_INSTRUCTIONS TO FOLLOW_:
Reproduce every one of the entries below verbatim, with each line unchanged.
BEGIN EXTRACTED INFORMATION
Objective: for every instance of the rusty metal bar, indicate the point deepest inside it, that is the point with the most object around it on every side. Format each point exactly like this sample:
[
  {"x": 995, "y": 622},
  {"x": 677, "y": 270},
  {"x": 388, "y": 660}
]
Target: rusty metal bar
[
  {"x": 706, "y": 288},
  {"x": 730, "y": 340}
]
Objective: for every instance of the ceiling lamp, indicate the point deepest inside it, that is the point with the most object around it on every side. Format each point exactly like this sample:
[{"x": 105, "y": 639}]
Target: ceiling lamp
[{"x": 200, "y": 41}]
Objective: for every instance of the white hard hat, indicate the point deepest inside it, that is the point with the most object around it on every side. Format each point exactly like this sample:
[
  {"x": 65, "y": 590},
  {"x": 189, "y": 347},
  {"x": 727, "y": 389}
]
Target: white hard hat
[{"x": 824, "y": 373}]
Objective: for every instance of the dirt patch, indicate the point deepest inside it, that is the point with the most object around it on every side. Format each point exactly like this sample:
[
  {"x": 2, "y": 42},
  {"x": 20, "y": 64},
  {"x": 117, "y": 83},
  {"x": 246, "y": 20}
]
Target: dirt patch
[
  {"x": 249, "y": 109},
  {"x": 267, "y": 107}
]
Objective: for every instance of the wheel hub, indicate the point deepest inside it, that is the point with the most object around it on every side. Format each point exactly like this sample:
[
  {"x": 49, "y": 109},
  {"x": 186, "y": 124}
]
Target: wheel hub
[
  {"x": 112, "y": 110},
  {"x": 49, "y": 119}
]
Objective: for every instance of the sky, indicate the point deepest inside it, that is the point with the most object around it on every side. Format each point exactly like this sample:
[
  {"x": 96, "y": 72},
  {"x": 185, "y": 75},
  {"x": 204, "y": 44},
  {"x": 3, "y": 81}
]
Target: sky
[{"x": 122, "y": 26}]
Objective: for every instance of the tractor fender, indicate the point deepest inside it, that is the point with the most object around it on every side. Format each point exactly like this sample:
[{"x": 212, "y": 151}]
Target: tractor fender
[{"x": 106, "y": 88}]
END EXTRACTED INFORMATION
_OUTPUT_:
Objective: for every instance of the rusty metal bar, indicate the point deepest inside it, that is the point with the most object around it on every side. Format each point exactly like this sample:
[
  {"x": 995, "y": 622},
  {"x": 677, "y": 270},
  {"x": 388, "y": 660}
]
Target: rusty metal bar
[
  {"x": 706, "y": 288},
  {"x": 730, "y": 340}
]
Objective: for every instance of the ceiling lamp, indicate the point deepest inside it, that is the point with the most object around it on every side. Format each point exactly like this sample:
[{"x": 105, "y": 639}]
Target: ceiling lamp
[{"x": 200, "y": 41}]
Objective: for every instance of the white hard hat, indicate the point deepest inside it, that is the point with the most object around it on every side. Format each point exactly like this sample:
[
  {"x": 65, "y": 590},
  {"x": 189, "y": 347},
  {"x": 727, "y": 389}
]
Target: white hard hat
[{"x": 824, "y": 373}]
Objective: for every instance of the dirt patch, indicate the point deepest inside it, that is the point with the most object around it on every side. Format each point exactly like this sample:
[
  {"x": 2, "y": 42},
  {"x": 20, "y": 64},
  {"x": 117, "y": 83},
  {"x": 246, "y": 20}
]
Target: dirt patch
[
  {"x": 249, "y": 109},
  {"x": 267, "y": 107}
]
Objective: for every instance of the wheel hub, indicate the point deepest inside it, that is the point with the most object around it on every side. Format each point exactly like this sample:
[
  {"x": 49, "y": 109},
  {"x": 186, "y": 124}
]
Target: wheel hub
[
  {"x": 112, "y": 110},
  {"x": 49, "y": 119}
]
Objective: for every instance of the sky, indicate the point deepest inside it, that is the point with the most object around it on every side. Format each point exactly like this sample:
[
  {"x": 96, "y": 72},
  {"x": 185, "y": 75},
  {"x": 204, "y": 44},
  {"x": 3, "y": 81}
]
Target: sky
[{"x": 122, "y": 26}]
Objective: for every instance of the tractor fender, indicate the point deepest inside it, that is the point with the most object around it on every side. Format each point exactly like this sample:
[{"x": 212, "y": 151}]
Target: tractor fender
[{"x": 106, "y": 88}]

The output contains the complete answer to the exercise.